§ **CHALLENGE**
Lines before the one containing "of the small" are excluded. Repeat that line and every line after it, exactly.

§ **INPUT RECORDS**
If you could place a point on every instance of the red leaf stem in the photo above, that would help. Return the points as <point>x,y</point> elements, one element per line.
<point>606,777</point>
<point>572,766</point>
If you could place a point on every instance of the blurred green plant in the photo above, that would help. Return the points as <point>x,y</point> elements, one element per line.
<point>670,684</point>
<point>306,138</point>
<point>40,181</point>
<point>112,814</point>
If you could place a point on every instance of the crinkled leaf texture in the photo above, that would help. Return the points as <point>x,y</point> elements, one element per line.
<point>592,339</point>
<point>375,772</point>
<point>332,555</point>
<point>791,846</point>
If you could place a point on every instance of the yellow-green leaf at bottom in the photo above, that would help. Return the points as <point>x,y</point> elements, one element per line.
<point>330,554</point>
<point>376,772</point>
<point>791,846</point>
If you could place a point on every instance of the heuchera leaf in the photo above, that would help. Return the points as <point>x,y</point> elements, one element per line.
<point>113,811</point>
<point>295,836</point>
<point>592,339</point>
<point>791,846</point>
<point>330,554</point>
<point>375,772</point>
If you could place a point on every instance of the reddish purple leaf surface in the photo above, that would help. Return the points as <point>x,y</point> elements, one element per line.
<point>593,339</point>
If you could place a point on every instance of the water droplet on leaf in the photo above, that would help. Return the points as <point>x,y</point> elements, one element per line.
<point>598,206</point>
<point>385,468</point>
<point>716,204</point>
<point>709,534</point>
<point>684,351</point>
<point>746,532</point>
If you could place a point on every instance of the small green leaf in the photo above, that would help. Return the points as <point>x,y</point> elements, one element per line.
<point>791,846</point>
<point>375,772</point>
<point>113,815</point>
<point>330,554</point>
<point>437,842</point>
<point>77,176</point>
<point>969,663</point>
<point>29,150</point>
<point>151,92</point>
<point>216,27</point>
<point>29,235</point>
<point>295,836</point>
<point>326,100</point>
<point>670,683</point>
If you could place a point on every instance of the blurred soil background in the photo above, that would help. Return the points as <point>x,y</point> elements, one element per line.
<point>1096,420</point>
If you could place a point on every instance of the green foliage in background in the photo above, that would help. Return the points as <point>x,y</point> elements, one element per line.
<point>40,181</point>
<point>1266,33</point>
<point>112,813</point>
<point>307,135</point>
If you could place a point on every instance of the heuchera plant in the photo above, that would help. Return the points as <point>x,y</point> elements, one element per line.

§ **SOLUTION BELOW**
If you could place a point on every instance of the small green leaf in the photo above, that would help. Return the points as <point>x,y</point> elements, one element per line.
<point>791,846</point>
<point>375,772</point>
<point>113,815</point>
<point>330,554</point>
<point>437,842</point>
<point>77,176</point>
<point>969,663</point>
<point>29,150</point>
<point>151,92</point>
<point>216,27</point>
<point>29,235</point>
<point>295,836</point>
<point>326,100</point>
<point>670,683</point>
If you could place a point on every instance of the blurred soil background in the photo above, that would help. Return the points as <point>x,y</point> elements, one element per line.
<point>1096,420</point>
If you could place a point on every instance of the green foliage in background in the photo above, that would help. Return the points as <point>x,y</point> elements, one element per line.
<point>40,181</point>
<point>1266,33</point>
<point>112,813</point>
<point>307,135</point>
If you could place a point on every instance of the heuchera plant in the photo above, that would help. Return the points as <point>x,y</point> elements, one element per line.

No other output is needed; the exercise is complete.